- Problem details -
Rewrite all the rows below, changing every "rough mask" to "coarse mask" and leaving everything else unchanged. Omit the pictures from your output.

- Data records -
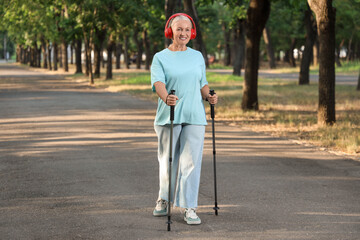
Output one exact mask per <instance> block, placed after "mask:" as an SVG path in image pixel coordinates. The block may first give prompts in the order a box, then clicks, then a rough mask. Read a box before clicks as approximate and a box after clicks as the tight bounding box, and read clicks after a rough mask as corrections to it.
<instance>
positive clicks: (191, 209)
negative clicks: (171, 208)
mask: <svg viewBox="0 0 360 240" xmlns="http://www.w3.org/2000/svg"><path fill="white" fill-rule="evenodd" d="M186 216H187V217H188V218H193V219H194V218H198V216H197V215H196V212H195V209H194V208H189V209H188V210H187V211H186Z"/></svg>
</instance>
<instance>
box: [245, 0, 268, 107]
mask: <svg viewBox="0 0 360 240" xmlns="http://www.w3.org/2000/svg"><path fill="white" fill-rule="evenodd" d="M269 14H270V0H251V1H250V5H249V8H248V10H247V14H246V15H247V16H246V49H245V79H244V90H243V98H242V102H241V108H242V109H243V110H259V101H258V69H259V52H260V39H261V35H262V31H263V29H264V27H265V24H266V21H267V20H268V18H269Z"/></svg>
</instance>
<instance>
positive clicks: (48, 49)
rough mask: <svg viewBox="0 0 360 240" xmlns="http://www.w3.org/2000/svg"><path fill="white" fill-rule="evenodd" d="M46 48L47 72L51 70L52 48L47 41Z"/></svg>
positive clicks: (48, 41) (51, 66) (49, 43)
mask: <svg viewBox="0 0 360 240" xmlns="http://www.w3.org/2000/svg"><path fill="white" fill-rule="evenodd" d="M46 46H47V49H48V66H49V70H52V65H51V50H52V47H51V44H50V42H49V41H46Z"/></svg>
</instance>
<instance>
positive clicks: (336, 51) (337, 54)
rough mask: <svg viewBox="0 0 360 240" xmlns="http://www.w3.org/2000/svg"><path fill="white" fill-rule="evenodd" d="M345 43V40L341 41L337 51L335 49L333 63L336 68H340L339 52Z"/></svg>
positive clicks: (339, 56)
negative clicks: (344, 43) (336, 66)
mask: <svg viewBox="0 0 360 240" xmlns="http://www.w3.org/2000/svg"><path fill="white" fill-rule="evenodd" d="M344 43H345V39H342V40H341V42H340V44H339V47H338V49H336V55H335V63H336V66H337V67H341V62H340V51H341V49H342V47H343V46H344Z"/></svg>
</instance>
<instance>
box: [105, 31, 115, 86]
mask: <svg viewBox="0 0 360 240" xmlns="http://www.w3.org/2000/svg"><path fill="white" fill-rule="evenodd" d="M114 45H115V42H114V40H113V37H112V36H111V35H110V36H109V41H108V46H107V49H106V50H107V54H108V59H107V68H106V80H109V79H112V53H113V50H114Z"/></svg>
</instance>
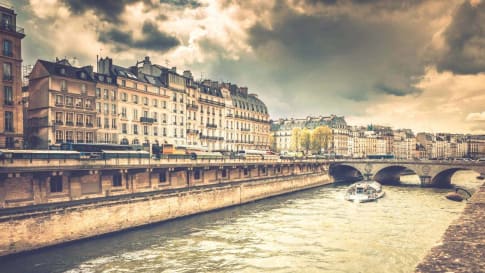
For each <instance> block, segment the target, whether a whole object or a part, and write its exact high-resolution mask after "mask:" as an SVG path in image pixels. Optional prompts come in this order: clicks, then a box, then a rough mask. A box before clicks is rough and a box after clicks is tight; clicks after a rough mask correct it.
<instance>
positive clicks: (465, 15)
mask: <svg viewBox="0 0 485 273" xmlns="http://www.w3.org/2000/svg"><path fill="white" fill-rule="evenodd" d="M444 39H445V42H446V45H445V49H444V50H443V52H442V54H441V58H440V60H439V62H438V68H439V69H440V70H450V71H452V72H454V73H457V74H476V73H481V72H485V2H483V1H482V2H477V1H473V2H469V1H465V2H463V4H462V5H461V6H460V7H459V8H458V9H457V11H456V13H455V15H454V18H453V21H452V22H451V24H450V25H449V26H448V28H447V29H446V31H445V32H444Z"/></svg>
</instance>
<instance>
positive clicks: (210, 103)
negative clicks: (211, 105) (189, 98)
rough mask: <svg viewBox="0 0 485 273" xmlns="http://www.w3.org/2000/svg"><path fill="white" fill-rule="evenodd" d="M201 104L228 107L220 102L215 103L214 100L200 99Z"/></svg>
mask: <svg viewBox="0 0 485 273" xmlns="http://www.w3.org/2000/svg"><path fill="white" fill-rule="evenodd" d="M199 102H203V103H207V104H212V105H216V106H222V107H224V106H226V104H225V103H223V102H218V101H213V100H209V99H203V98H199Z"/></svg>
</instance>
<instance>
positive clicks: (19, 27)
mask: <svg viewBox="0 0 485 273" xmlns="http://www.w3.org/2000/svg"><path fill="white" fill-rule="evenodd" d="M0 29H1V30H5V31H10V32H16V33H19V34H24V29H23V28H21V27H17V26H15V25H12V24H0Z"/></svg>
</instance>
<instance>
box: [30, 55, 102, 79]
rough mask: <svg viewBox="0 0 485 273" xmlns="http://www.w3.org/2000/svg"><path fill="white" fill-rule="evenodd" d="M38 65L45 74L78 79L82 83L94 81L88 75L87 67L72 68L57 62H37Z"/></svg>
mask: <svg viewBox="0 0 485 273" xmlns="http://www.w3.org/2000/svg"><path fill="white" fill-rule="evenodd" d="M38 62H39V63H40V64H42V65H43V66H44V67H45V69H46V70H47V72H48V73H49V74H50V75H55V76H60V77H67V78H73V79H79V80H84V81H94V79H93V78H92V76H91V74H90V72H91V71H90V70H89V68H88V67H74V66H71V65H69V64H68V63H67V62H65V63H67V64H65V63H59V62H56V63H54V62H49V61H45V60H39V61H38Z"/></svg>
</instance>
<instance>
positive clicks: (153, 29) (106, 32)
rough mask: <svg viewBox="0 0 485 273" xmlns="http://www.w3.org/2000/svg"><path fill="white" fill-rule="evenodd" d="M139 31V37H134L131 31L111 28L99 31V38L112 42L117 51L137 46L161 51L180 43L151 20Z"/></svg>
mask: <svg viewBox="0 0 485 273" xmlns="http://www.w3.org/2000/svg"><path fill="white" fill-rule="evenodd" d="M141 32H142V36H141V38H139V39H136V38H134V37H133V32H132V31H123V30H120V29H118V28H113V29H111V30H109V31H107V32H101V34H100V37H99V40H100V41H101V42H103V43H112V44H114V46H115V48H116V50H117V51H121V50H126V49H135V48H138V49H148V50H155V51H160V52H163V51H167V50H168V49H171V48H173V47H175V46H178V45H179V44H180V42H179V41H178V40H177V39H176V38H175V37H173V36H170V35H168V34H165V33H163V32H161V31H160V30H158V27H157V26H156V25H155V24H154V23H152V22H145V23H144V24H143V27H142V31H141Z"/></svg>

- Written solution -
Output one exact mask per <instance> block, placed after "mask:" as an SVG path in image pixel coordinates. The block may first give prompts in the order a box, then clicks, then a coarse mask. Read a box before clicks as approximate and a box after clicks as the tight bounding box, and read clicks after a coarse mask as corrections to it.
<instance>
positive clicks: (191, 209)
negative clicks: (171, 208)
mask: <svg viewBox="0 0 360 240" xmlns="http://www.w3.org/2000/svg"><path fill="white" fill-rule="evenodd" d="M186 216H187V217H188V218H193V219H194V218H198V216H197V215H196V212H195V209H194V208H189V209H188V210H187V211H186Z"/></svg>
</instance>
<instance>
box: [245, 0, 268, 107]
mask: <svg viewBox="0 0 360 240" xmlns="http://www.w3.org/2000/svg"><path fill="white" fill-rule="evenodd" d="M269 14H270V0H251V1H250V5H249V8H248V10H247V14H246V15H247V16H246V49H245V79H244V90H243V98H242V102H241V108H242V109H243V110H259V101H258V69H259V52H260V39H261V35H262V31H263V29H264V27H265V24H266V21H267V20H268V18H269Z"/></svg>
</instance>
<instance>
positive clicks: (48, 49)
coarse mask: <svg viewBox="0 0 360 240" xmlns="http://www.w3.org/2000/svg"><path fill="white" fill-rule="evenodd" d="M46 48L47 72L51 70L52 48L47 41Z"/></svg>
positive clicks: (48, 41) (51, 66) (49, 43)
mask: <svg viewBox="0 0 360 240" xmlns="http://www.w3.org/2000/svg"><path fill="white" fill-rule="evenodd" d="M46 46H47V49H48V66H49V70H52V65H51V50H52V47H51V44H50V42H49V41H46Z"/></svg>
</instance>
<instance>
positive clicks: (336, 51) (337, 54)
coarse mask: <svg viewBox="0 0 360 240" xmlns="http://www.w3.org/2000/svg"><path fill="white" fill-rule="evenodd" d="M345 43V40L341 41L337 51L335 49L333 63L336 68H340L339 52Z"/></svg>
positive clicks: (339, 56)
negative clicks: (344, 43) (336, 66)
mask: <svg viewBox="0 0 360 240" xmlns="http://www.w3.org/2000/svg"><path fill="white" fill-rule="evenodd" d="M344 43H345V39H342V40H341V42H340V44H339V47H338V49H336V55H335V63H336V66H337V67H341V62H340V51H341V49H342V47H343V46H344Z"/></svg>
</instance>
<instance>
box: [105, 31, 115, 86]
mask: <svg viewBox="0 0 360 240" xmlns="http://www.w3.org/2000/svg"><path fill="white" fill-rule="evenodd" d="M114 45H115V42H114V40H113V37H112V36H111V35H110V36H109V41H108V46H107V49H106V50H107V54H108V59H107V68H106V80H109V79H112V53H113V50H114Z"/></svg>
</instance>
For each <instance> block, segment the target, whether a whole object or a part, and write its exact high-resolution mask after "mask:" as an SVG path in image pixels. Optional prompts come in this order: clicks, then a box, then a coarse mask. A box before clicks is rough and a box after clicks is tight; clicks after a coarse mask correct it.
<instance>
positive clicks: (465, 15)
mask: <svg viewBox="0 0 485 273" xmlns="http://www.w3.org/2000/svg"><path fill="white" fill-rule="evenodd" d="M444 39H445V42H446V45H445V49H444V50H443V52H442V54H441V58H440V60H439V62H438V68H439V69H440V70H450V71H452V72H454V73H457V74H476V73H481V72H485V2H483V1H482V2H477V1H473V2H469V1H465V2H463V4H462V5H461V6H460V7H459V8H458V9H457V11H456V13H455V15H454V18H453V21H452V22H451V24H450V25H449V26H448V28H447V29H446V31H445V32H444Z"/></svg>
</instance>
<instance>
positive clicks: (210, 103)
negative clicks: (211, 105) (189, 98)
coarse mask: <svg viewBox="0 0 485 273" xmlns="http://www.w3.org/2000/svg"><path fill="white" fill-rule="evenodd" d="M201 104L228 107L220 102L215 103L214 100L200 99Z"/></svg>
mask: <svg viewBox="0 0 485 273" xmlns="http://www.w3.org/2000/svg"><path fill="white" fill-rule="evenodd" d="M199 102H203V103H207V104H212V105H216V106H222V107H224V106H226V104H225V103H223V102H218V101H213V100H209V99H203V98H199Z"/></svg>
</instance>
<instance>
positive clicks: (19, 27)
mask: <svg viewBox="0 0 485 273" xmlns="http://www.w3.org/2000/svg"><path fill="white" fill-rule="evenodd" d="M0 29H1V30H5V31H10V32H16V33H19V34H24V29H23V28H21V27H17V26H15V25H12V24H0Z"/></svg>
</instance>
<instance>
box: [30, 55, 102, 79]
coarse mask: <svg viewBox="0 0 485 273" xmlns="http://www.w3.org/2000/svg"><path fill="white" fill-rule="evenodd" d="M38 65L45 74L78 79L82 83L94 81L88 75L87 67L72 68L57 62H37Z"/></svg>
mask: <svg viewBox="0 0 485 273" xmlns="http://www.w3.org/2000/svg"><path fill="white" fill-rule="evenodd" d="M38 62H39V63H40V64H42V65H43V66H44V67H45V69H46V70H47V72H48V73H49V74H50V75H55V76H60V77H67V78H73V79H79V80H84V81H94V79H93V78H92V76H91V74H90V72H91V71H90V70H89V68H88V67H74V66H71V65H69V64H68V63H67V62H65V63H67V64H65V63H59V62H56V63H54V62H49V61H45V60H39V61H38Z"/></svg>
</instance>
<instance>
positive clicks: (153, 29) (106, 32)
coarse mask: <svg viewBox="0 0 485 273" xmlns="http://www.w3.org/2000/svg"><path fill="white" fill-rule="evenodd" d="M139 31V37H134L131 31L111 28L99 31V38L112 42L117 51L137 46L161 51L180 43L151 20Z"/></svg>
mask: <svg viewBox="0 0 485 273" xmlns="http://www.w3.org/2000/svg"><path fill="white" fill-rule="evenodd" d="M141 32H142V36H141V38H139V39H136V38H134V37H133V32H132V31H123V30H120V29H118V28H113V29H111V30H109V31H107V32H101V34H100V37H99V40H100V41H101V42H103V43H112V44H114V46H115V48H116V50H117V51H121V50H126V49H135V48H138V49H148V50H155V51H160V52H163V51H167V50H168V49H171V48H173V47H175V46H178V45H179V44H180V42H179V41H178V40H177V39H176V38H175V37H173V36H170V35H168V34H165V33H163V32H161V31H160V30H158V27H157V26H156V25H155V24H154V23H152V22H145V23H144V24H143V27H142V31H141Z"/></svg>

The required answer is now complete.